Extrait du texte >>
########

L'ŒIL D'ANIMA
Anna Sauvage
Anna Sauvage, Créatrice de lumière
Une fois n’est pas coutume : faisons passer Anna de l’ombre à la lumière !
Écartons un peu les voiles de flux photoniques qui masquent Anna Sauvage, la formidable créatrice lumière avec qui anima motrix travaille depuis près de douze ans. Oui, elle porte un nom d’héroïne de roman, et elle le mérite. Car elle est bretonne ! Avant même d’être française, ajoute-t-elle en riant. Mer salée, œil affûté, caractère bien trempé et une immense capacité d’empathie. Une véritable contemporaine !
Elle est née au granit des Côtes-d’Armor, elle a grandi à Plénée-Jugon puis elle a mis le cap sur Talensac. Des noms qui affichent fort leur spécificité. Dès la sixième, elle rencontre le théâtre ! Club théâtre, atelier à la MJC du village voisin. Très vite, elle fait partie de ceux qui prennent les choses en main : Catastrophe, l’asso de la MJC explose brutalement, toutes les activités ferment ! À 15 ans, avec sa petite troupe de théâtre, ils refusent le diktat. Ils montent leur propre asso « Les Échappés ». (En fait, ils voulaient l’appeler « les échappés de la MJC », mais les parents ont mis le holà, on n’allait pas continuer la guerre éternellement, hein !) Et voilà la petite bande qui fait passer des entretiens pour embaucher… ses propres profs de théâtre ! C’est reparti ! De son côté, en plus, elle prend en main les ateliers pour les plus petits et les préados. Là, elle découvre la mixette 12 circuits et les 12 projos, tout un univers bien séduisant.

########

(Enregistrements issus d'un jeu de données)
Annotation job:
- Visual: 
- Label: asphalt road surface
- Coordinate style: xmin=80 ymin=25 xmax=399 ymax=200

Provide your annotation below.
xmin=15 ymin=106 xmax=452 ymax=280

########

Liste des consignes >>
**A)** D'après le portrait d'Anna Sauvage, pourquoi la troupe n'a-t-elle pas appelé son association « les échappés de la MJC » ?
**B)** Poursuivez le portrait d'Anna Sauvage après sa dernière phrase.

Réponses dans l'ordre >>
**A)** Les parents s'y sont opposés, car on n'allait pas continuer la guerre éternellement. La troupe a donc gardé le nom « Les Échappés ».

**B)**
En toute logique, pour élargir le champ, à la fac de Rennes, c’est en Arts du spectacle qu’elle s’inscrit. Certes plus axée sur l’histoire, la dramaturgie et l’administration-production, mais pas de souci puisque chaque été elle rattrape le côté pratique : avec la compagnie Les Feux de l’Harmattan de Dinard, elle s’embarque pour le festival d’été bien nommé : assistanat à la mise en scène, un zeste d’administration, beaucoup de montages qu’elle attend avec impatience ; déjà la lumière qui appelle. On la retrouve d’ailleurs plus tard créditée « Créatrice Lumières » parmi les techniciens associés de la troupe !
En ces années toutes bariolées d’expériences, son choix s’affine. Ce sera la lumière, tout d’abord côté technique. Elle cherche une formation, dans le service public, on ne roule pas sur l’or ! Elle déniche l’exigeante formation STAFF à Carquefou (près de Nantes). Avant de pouvoir passer le concours, elle doit bosser un peu. Ça tombe bien : cette année-là, Les Feux de l’Harmattan de Dinard se lancent dans un gros projet : pas moins de quatre spectacles de théâtre en série, une série policière en l’occurrence, qui se jouent au Casino. Elle sera actrice, assistante, technicienne et toujours présente lors des montages !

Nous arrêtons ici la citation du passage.